(The exercise)
Gather every line of the entries below that contains the string "foot", and copy each of those lines in full. Case counts, so a line only matches if the capitalization is the same.

---- Extracted records

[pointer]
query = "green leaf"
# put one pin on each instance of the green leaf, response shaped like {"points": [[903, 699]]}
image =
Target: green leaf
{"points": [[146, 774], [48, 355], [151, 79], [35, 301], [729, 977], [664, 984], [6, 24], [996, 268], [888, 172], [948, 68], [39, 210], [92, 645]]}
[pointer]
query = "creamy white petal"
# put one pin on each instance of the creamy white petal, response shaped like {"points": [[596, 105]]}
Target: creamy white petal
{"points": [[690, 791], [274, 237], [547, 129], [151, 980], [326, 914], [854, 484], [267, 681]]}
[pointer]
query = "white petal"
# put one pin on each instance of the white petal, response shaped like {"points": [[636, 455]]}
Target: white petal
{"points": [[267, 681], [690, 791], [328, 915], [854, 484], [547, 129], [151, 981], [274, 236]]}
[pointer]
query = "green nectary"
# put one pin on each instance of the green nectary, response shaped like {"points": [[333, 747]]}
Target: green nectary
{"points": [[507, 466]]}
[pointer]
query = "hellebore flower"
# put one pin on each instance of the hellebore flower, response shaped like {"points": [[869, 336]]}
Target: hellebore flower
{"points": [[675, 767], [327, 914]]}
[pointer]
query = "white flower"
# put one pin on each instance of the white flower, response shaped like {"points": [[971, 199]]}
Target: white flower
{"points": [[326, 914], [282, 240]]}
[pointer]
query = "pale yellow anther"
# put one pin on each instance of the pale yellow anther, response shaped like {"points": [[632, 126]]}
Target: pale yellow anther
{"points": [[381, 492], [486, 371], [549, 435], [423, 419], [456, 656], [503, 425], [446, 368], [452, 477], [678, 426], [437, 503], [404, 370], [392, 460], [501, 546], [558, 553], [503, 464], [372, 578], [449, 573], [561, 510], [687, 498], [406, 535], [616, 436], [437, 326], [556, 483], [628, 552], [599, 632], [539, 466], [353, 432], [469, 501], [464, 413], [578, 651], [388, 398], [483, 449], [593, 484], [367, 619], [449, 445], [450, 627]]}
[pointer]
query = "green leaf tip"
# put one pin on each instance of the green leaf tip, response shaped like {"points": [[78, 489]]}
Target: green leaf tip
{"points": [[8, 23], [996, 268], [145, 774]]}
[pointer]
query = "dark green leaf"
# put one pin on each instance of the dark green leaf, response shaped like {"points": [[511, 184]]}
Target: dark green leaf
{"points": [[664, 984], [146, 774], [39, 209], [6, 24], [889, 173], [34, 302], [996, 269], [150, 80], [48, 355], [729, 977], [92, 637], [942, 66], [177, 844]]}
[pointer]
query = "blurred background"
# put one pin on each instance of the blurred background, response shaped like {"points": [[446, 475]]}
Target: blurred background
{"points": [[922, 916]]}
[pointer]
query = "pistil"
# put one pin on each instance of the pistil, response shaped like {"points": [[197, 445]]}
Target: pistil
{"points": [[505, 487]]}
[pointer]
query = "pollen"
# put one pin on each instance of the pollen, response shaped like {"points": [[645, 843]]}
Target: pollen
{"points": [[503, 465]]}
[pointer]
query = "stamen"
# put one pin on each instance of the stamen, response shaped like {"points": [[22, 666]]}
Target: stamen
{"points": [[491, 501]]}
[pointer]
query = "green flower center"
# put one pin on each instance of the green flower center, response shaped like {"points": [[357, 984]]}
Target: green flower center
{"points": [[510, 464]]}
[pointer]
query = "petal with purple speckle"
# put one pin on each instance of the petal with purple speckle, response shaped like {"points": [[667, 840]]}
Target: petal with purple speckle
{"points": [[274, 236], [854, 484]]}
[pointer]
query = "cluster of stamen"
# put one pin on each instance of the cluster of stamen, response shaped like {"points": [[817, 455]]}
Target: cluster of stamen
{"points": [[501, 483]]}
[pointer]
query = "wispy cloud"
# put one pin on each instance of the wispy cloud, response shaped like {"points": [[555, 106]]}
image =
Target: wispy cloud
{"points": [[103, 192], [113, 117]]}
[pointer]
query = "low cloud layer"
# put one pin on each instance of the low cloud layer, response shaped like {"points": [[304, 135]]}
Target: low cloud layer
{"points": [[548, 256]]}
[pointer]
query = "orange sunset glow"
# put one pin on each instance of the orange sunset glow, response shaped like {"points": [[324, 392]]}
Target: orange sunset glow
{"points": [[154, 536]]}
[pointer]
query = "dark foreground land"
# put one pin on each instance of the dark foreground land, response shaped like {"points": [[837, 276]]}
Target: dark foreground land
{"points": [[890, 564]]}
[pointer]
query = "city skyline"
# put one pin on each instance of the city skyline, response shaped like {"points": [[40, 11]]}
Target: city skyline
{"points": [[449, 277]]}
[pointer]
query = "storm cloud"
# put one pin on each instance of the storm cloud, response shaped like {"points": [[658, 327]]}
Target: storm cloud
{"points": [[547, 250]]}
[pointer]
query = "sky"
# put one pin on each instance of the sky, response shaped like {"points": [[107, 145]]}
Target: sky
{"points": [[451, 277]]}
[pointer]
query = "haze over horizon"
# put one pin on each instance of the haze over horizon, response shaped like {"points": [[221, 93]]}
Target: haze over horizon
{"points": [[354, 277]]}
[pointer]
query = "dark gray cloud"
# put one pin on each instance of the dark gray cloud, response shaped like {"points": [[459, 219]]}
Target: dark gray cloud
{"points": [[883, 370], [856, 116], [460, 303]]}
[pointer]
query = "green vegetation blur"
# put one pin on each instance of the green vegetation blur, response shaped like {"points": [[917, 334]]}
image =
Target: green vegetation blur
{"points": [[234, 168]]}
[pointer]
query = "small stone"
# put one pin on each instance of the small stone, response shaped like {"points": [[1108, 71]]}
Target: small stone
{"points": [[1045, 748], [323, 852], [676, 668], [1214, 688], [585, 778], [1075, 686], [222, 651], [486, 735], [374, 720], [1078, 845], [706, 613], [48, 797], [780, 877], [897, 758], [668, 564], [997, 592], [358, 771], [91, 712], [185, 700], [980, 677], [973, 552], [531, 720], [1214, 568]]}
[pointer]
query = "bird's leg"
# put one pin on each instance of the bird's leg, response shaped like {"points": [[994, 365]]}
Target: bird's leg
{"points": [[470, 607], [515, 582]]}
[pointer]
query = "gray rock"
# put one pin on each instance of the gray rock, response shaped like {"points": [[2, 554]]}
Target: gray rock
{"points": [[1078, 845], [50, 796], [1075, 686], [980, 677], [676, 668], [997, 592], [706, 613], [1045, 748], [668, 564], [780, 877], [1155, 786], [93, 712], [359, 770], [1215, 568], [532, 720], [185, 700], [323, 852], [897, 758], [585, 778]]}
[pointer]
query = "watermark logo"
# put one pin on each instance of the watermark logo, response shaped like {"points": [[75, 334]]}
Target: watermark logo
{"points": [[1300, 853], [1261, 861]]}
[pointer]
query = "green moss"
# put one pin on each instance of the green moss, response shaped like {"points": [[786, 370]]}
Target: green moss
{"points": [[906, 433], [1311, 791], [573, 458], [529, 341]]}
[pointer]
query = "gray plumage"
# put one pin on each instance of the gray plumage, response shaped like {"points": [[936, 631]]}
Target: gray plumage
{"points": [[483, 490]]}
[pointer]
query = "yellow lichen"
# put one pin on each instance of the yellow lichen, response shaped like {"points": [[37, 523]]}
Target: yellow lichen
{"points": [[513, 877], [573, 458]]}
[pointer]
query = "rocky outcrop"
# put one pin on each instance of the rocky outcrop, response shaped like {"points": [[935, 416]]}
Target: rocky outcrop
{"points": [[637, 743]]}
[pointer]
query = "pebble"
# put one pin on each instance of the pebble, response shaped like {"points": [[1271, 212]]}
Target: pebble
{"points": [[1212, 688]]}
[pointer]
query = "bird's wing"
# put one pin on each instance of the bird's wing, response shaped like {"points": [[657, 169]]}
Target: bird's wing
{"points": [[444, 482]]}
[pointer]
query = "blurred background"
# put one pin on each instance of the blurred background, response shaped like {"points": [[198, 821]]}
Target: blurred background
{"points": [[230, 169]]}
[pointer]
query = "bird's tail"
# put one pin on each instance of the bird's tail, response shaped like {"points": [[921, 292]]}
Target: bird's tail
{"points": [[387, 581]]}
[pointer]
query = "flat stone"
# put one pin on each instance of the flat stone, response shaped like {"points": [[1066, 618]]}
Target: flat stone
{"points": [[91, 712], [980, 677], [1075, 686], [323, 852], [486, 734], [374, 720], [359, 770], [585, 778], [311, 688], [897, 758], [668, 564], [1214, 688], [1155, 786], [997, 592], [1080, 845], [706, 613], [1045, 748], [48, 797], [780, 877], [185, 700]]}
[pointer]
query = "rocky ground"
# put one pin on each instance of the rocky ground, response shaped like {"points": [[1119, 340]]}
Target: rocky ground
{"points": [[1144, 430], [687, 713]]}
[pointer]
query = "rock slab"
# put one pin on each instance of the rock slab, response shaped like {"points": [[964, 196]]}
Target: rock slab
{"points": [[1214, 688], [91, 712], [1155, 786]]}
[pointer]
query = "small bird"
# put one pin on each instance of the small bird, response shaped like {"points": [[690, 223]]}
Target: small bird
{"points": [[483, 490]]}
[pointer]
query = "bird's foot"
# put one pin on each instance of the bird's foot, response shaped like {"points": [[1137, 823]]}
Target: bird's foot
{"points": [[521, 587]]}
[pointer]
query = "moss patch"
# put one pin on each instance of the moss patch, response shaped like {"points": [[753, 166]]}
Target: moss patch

--------

(Written answer)
query = "bird's foot"
# put one pin on each instance of the bird's foot, response shaped like {"points": [[1137, 823]]}
Target: bird's foot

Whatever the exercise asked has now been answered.